### Task requirements:
In the records below, locate the line containing "Where can you spot the umbrella handle?", then extract it and all following lines exactly, ending with the last line.

### Data shown:
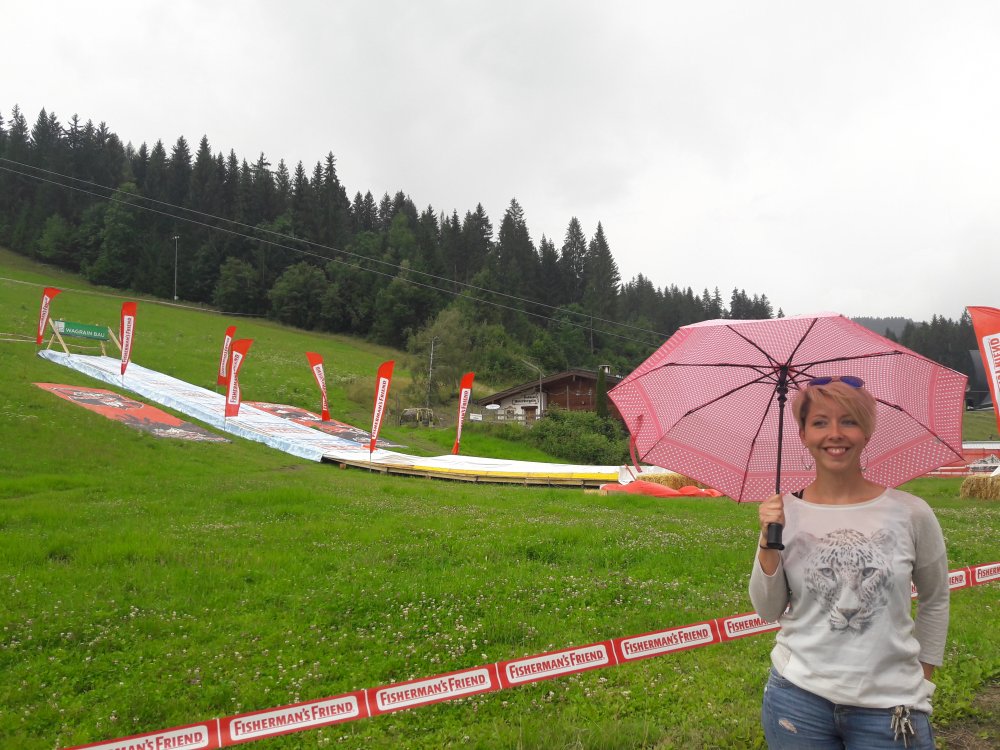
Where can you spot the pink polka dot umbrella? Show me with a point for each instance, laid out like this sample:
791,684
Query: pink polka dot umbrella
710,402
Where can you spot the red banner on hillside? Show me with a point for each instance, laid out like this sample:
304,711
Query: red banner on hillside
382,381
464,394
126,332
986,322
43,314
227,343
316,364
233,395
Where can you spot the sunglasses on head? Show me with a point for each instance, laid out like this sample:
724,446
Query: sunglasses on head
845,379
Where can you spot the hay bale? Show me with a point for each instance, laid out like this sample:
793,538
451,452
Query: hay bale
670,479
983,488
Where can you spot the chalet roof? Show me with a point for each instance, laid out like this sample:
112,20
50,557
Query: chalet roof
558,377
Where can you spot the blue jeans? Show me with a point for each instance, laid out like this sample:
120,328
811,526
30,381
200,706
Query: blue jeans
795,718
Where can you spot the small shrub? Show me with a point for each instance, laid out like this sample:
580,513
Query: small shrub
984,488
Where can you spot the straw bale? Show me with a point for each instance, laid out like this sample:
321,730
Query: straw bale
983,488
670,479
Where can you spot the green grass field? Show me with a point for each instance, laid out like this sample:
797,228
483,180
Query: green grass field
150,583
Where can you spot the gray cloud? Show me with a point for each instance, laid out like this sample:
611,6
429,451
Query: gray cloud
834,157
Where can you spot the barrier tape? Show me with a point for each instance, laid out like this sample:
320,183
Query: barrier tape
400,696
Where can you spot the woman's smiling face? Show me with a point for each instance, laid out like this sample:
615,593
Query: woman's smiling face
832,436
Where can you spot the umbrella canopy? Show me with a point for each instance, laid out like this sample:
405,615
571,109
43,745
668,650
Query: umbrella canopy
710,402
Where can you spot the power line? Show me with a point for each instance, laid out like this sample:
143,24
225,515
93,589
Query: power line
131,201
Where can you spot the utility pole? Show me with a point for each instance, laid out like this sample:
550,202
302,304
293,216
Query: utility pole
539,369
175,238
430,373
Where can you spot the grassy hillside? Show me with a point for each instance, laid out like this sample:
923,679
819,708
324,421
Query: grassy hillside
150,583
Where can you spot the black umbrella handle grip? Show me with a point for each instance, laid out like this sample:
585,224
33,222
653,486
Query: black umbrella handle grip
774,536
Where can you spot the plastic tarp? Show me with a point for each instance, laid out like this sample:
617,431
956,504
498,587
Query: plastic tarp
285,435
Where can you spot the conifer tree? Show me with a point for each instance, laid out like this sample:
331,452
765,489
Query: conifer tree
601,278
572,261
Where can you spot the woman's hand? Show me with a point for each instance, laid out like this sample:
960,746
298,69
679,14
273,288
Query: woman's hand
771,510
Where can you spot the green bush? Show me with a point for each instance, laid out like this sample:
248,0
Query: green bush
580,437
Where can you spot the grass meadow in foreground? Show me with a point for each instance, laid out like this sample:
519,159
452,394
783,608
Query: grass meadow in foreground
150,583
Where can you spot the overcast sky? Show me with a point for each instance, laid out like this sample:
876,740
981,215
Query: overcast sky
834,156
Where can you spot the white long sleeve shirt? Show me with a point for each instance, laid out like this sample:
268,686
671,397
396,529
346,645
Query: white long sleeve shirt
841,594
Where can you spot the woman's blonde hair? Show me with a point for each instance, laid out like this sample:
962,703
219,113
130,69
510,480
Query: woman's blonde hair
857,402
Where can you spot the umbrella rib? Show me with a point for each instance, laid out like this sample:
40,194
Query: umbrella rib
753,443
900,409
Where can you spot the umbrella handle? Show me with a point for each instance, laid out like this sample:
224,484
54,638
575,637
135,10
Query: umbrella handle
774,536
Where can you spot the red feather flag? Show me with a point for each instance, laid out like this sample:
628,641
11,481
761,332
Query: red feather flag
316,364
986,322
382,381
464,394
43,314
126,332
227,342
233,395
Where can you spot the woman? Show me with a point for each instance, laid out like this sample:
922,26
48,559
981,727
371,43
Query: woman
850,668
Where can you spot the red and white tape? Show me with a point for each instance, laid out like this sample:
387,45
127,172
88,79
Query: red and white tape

### The output:
Where can you spot the umbrella handle? Show me with a point for each instance, laid out like this sample:
224,484
54,638
575,637
135,10
Query: umbrella handle
774,536
Where can you spot the red feather flag? Show me with a point for each instance, laid out like this sample:
628,641
11,481
761,332
Query: red feather flag
316,364
986,322
382,381
464,394
43,314
126,332
227,342
233,395
Where can you spot the woman? Show me with a point for each instance, laid out like this sample:
922,26
48,559
981,727
371,43
Query: woman
850,668
Where can you spot the red and white tape? Show me with a point for each instance, laid out like this sample:
387,45
127,172
88,79
Query: red and white tape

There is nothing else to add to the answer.